## GIVEN INSTRUCTION
Copy the following data line for line, without changing a single character.

* BEGIN RECORDS FOR PROCESSING *

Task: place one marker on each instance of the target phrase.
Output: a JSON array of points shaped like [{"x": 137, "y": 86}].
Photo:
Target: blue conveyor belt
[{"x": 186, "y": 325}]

* END RECORDS FOR PROCESSING *

## ANSWER IN FULL
Task: place one marker on each instance of the target phrase.
Output: a JSON array of points shaped like [{"x": 137, "y": 86}].
Photo:
Target: blue conveyor belt
[{"x": 186, "y": 325}]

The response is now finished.